» **INSTRUCCIÓN**:
Presenta como una lista JSON de cadenas, una por línea y sin las líneas en blanco, el tramo del listado que comienza en la línea que contiene "head in the photo above." y llega hasta el final del listado, ambos extremos incluidos.

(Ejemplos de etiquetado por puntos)
________________________________________

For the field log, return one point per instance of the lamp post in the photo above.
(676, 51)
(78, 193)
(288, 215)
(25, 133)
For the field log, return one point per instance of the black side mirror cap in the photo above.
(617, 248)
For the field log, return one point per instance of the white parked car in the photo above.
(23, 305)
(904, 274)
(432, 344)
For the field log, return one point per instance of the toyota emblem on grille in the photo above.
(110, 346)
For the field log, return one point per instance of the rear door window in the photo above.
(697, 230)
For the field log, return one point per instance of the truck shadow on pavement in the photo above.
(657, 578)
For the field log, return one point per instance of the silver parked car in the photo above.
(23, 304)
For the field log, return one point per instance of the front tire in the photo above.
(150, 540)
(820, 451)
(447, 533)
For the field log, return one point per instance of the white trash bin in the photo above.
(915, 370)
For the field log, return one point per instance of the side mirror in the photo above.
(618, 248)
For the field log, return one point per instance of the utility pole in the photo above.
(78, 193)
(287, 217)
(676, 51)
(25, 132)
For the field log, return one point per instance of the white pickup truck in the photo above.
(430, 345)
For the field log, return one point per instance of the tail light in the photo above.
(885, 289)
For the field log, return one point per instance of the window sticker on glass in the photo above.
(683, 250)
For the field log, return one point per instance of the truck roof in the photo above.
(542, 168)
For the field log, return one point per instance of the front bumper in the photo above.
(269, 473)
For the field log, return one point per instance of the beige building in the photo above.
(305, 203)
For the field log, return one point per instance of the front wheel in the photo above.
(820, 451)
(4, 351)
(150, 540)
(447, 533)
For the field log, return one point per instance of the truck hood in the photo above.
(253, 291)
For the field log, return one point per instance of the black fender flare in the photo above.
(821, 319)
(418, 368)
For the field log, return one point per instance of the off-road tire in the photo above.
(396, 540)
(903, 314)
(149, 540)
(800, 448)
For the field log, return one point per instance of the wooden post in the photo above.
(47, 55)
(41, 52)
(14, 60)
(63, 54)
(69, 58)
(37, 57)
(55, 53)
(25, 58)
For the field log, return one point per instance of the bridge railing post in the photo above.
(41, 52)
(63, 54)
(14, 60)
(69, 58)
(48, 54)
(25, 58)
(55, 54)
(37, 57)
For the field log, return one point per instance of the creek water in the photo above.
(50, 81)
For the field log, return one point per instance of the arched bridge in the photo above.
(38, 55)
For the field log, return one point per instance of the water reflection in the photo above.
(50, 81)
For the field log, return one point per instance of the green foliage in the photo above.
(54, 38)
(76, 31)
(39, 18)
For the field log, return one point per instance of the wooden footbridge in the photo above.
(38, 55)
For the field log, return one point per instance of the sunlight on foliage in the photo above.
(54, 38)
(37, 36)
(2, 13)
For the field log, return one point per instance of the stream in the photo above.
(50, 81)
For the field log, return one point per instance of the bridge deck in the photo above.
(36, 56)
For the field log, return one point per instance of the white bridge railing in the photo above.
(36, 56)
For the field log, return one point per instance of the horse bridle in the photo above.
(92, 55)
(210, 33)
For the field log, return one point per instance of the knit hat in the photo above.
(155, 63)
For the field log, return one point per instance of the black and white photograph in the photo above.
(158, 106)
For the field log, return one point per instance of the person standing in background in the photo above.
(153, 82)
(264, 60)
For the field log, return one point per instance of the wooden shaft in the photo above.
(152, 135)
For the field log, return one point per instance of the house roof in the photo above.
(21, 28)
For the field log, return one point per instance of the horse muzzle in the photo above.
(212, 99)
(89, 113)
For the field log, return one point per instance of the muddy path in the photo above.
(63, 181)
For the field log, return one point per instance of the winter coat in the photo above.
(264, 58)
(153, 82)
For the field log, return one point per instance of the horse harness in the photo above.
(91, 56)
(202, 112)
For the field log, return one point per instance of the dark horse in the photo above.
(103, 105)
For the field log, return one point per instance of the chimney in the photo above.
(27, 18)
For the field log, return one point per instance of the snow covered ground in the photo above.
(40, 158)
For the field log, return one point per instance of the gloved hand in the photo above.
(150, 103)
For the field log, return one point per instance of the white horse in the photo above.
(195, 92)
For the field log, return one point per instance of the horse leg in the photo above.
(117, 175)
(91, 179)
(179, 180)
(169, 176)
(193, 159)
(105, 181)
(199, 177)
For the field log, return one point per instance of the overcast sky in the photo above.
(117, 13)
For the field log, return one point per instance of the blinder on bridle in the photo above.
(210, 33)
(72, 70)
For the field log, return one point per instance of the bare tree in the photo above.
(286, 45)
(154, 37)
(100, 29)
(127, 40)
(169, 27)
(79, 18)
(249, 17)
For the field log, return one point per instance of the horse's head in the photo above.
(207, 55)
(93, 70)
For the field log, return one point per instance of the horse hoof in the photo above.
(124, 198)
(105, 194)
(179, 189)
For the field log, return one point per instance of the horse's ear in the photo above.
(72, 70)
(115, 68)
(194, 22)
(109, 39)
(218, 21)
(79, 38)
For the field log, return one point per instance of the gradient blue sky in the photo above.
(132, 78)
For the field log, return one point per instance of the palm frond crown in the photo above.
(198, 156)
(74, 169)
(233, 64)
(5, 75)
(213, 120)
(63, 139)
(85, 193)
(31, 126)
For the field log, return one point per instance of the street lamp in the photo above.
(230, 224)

________________________________________

» **RESPUESTA**:
[
  "For the field log, return one point per instance of the horse's head in the photo above.",
  "(207, 55)",
  "(93, 70)",
  "For the field log, return one point per instance of the horse hoof in the photo above.",
  "(124, 198)",
  "(105, 194)",
  "(179, 189)",
  "For the field log, return one point per instance of the horse's ear in the photo above.",
  "(72, 70)",
  "(115, 68)",
  "(194, 22)",
  "(109, 39)",
  "(218, 21)",
  "(79, 38)",
  "For the field log, return one point per instance of the gradient blue sky in the photo above.",
  "(132, 78)",
  "For the field log, return one point per instance of the palm frond crown in the photo above.",
  "(198, 156)",
  "(74, 169)",
  "(233, 64)",
  "(5, 75)",
  "(213, 120)",
  "(63, 139)",
  "(85, 193)",
  "(31, 126)",
  "For the field log, return one point per instance of the street lamp in the photo above.",
  "(230, 224)"
]